[Entries supplied]
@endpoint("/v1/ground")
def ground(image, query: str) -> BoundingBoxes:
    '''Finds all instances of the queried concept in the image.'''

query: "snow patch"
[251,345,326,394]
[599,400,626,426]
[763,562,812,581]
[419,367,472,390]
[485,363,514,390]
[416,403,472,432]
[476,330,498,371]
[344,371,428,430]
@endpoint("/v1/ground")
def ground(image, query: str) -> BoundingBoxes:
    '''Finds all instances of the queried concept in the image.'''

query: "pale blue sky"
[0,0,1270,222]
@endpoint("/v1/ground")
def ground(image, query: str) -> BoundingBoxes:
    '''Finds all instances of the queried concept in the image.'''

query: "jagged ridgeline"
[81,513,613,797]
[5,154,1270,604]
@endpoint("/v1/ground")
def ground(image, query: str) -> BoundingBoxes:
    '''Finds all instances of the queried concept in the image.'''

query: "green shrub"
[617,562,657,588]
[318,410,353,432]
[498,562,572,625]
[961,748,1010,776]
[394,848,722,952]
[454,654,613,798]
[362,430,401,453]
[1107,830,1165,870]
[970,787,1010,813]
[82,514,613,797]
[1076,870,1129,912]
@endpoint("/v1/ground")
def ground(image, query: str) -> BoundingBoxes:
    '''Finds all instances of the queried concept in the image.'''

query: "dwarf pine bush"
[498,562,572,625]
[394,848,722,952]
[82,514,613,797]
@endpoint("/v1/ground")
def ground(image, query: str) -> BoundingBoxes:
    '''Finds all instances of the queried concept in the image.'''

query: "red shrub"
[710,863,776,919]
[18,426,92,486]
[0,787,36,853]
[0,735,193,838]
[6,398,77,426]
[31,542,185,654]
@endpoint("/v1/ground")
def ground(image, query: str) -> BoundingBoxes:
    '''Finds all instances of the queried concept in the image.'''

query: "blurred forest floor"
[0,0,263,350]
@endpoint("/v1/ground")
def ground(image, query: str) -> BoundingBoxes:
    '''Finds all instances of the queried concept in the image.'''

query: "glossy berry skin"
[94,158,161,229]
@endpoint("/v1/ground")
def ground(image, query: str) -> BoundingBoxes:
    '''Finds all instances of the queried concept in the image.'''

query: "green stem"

[Task brief] Please rescale the part of the entries that opens with their first line and closes with the line containing "[344,371,428,430]", both ends included, repeating those lines with the requests kept as they are. Multiply every bounding-box coordinate in the answers by 1.5 and round each result to a whole number, rounding halves up.

[Solution to this exercise]
@endpoint("/v1/ground")
def ground(image, query: str) -> BoundingBoxes:
    '''Finds all instances of the queried concept in the image.'''

query: "snow patch"
[377,518,489,591]
[899,600,939,639]
[1145,843,1218,872]
[629,551,708,585]
[728,545,771,585]
[624,605,708,648]
[714,495,747,557]
[516,557,642,645]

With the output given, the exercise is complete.